[Directions]
(a) According to the Tripoli news report below, on what date was Shadi Mawlawi arrested?
(b) Pick up the Tripoli news report below right after its final sentence and keep writing.

By
Hussein Dakroub
BEIRUT:
An Islamist supporter of the Syrian opposition was released on bail Tuesday
after a 10-day detention, a move that has defused tensions in Tripoli, but
reverberations over last week’s killing of a prominent anti-Assad Muslim
preacher and his companion by Lebanese Army soldiers in Akkar cast a pall of
gloom over stability in north Lebanon.
Shadi
Mawlawi, whose arrest on May 12 triggered deadly clashes in Tripoli between
armed supporters and detractors of Syrian President Bashar Assad, received a
hero’s welcome when he arrived in the northern city following his release.
A
jubilant Mawlawi acknowledged his support for the 15-month-old Syrian uprising
against the Assad regime, saying such support was a national duty. He claimed
he was tortured during interrogation.
“I
was arrested because I helped Syrian refugees. Indeed, this was in support of
Syria,” Mawlawi told reporters upon arrival at Finance Minister Mohammad
Safadi’s Social Services Center in Tripoli where he had earlier been lured and
arrested by General Security agents.
Mawlawi
rejected terrorism charges leveled against him as baseless, saying his arrest
had been politically motivated because of his support for the Syrian
revolution. He vowed “to continue the struggle for this revolution.”
Asked
to comment on media reports about his confessions, he said: “Yes, yes, I
confessed to many things but only under duress and any person would have
confessed to those things when placed under such psychological pressure and
torture ... I later disavowed my confession.”
Mawlawi,
who wore a black headband bearing the Muslim profession of faith, said his
release had given him “some confidence in the judiciary.”
Mawlawi,
who met after his release with Prime Minister Najib Mikati at the latter’s
residence in Tripoli, thanked the premier and Safadi for their solidarity with
his case.

[Data lines]
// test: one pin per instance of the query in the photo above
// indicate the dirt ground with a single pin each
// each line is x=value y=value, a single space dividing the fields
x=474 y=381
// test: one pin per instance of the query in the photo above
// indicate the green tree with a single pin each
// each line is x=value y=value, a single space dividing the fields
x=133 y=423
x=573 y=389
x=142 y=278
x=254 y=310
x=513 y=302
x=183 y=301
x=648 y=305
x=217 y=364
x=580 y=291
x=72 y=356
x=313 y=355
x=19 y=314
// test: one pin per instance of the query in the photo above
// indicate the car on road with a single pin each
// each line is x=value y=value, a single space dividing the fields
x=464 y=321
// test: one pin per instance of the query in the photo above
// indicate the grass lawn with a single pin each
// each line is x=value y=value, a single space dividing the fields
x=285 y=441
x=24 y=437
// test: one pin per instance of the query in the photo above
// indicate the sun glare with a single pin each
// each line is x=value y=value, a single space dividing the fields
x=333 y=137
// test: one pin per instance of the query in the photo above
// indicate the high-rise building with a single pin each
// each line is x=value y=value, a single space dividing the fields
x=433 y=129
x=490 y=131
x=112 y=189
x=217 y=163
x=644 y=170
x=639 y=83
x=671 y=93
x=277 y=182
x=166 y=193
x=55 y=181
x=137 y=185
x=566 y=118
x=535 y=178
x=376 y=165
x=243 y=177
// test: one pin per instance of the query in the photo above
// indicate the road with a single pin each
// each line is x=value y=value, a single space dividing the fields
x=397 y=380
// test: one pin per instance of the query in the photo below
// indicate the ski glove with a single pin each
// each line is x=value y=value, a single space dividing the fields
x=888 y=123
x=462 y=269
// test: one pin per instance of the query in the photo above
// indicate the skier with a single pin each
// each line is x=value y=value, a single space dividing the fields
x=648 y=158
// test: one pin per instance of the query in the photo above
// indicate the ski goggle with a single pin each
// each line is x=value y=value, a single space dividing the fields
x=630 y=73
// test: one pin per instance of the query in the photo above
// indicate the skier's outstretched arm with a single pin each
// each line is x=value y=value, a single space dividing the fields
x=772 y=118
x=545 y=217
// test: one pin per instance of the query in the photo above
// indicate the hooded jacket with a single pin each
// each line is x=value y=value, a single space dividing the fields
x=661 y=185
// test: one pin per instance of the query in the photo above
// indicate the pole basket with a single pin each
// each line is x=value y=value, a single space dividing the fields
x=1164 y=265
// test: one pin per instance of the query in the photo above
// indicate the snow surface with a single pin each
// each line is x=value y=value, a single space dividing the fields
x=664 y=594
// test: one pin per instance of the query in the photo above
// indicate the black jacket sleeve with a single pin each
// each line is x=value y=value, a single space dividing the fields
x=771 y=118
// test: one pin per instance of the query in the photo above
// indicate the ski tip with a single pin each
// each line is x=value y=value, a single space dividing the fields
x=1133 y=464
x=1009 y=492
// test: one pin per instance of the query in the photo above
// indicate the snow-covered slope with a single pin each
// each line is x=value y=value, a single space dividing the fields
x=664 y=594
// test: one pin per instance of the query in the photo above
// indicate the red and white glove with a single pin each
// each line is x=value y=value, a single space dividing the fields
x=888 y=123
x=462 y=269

[Expected responses]
(a) May 12

(b)
Soon
after Military Investigating Judge Nabil Wehbi approved his release, Mawlawi
was whisked away from the Beirut Military Court in a car belonging to Safadi’s
center in Tripoli.
Wehbi,
acting on Military Prosecutor Judge Saqr Saqr’s recommendation, ruled that
Mawlawi, 25, should be released on LL500,000 bail, but was banned from leaving
the country.
An
atmosphere of euphoria, punctuated by fireworks, prevailed in Tripoli after
news of Mawlawi’s release spread. Residents, including Muslim sheikhs and the
city’s notables, gathered at Tripoli’s main Nour Square where tents had been
erected to protest his arrest and demand the release of around 180 Islamists
who have been jailed for more than four years without charges or trials.
Roads
in Tripoli witnessed normal activity as security forces set checkpoints in the
city’s main squares, while Army units deployed in areas which had been the
scenes of bloody clashes between pro- and anti-Assad supporters last week, the
state-run National News Agency reported.
Despite
Mawlawi’s release, organizers of a sit-in at Nour Square pledged that the
protest would continue until the detained Islamists were released.
The
detained Islamists had been arrested on charges of fighting or aiding fighters
during the 2007 armed clashes between the Lebanese Army and the Palestinian
militant group Fatah al-Islam in the northern refugee camp of Nahr al-Bared in
Tripoli.
Interior
Minister Marwan Charbel denied that Mawlawi’s release had been linked to
political pressure, and said the decision had been purely “judicial.”
“His
charge was a minor one. I learned that he was helping Syrian refugees. If this
is the reason, then many Lebanese must be held accountable,” Charbel said.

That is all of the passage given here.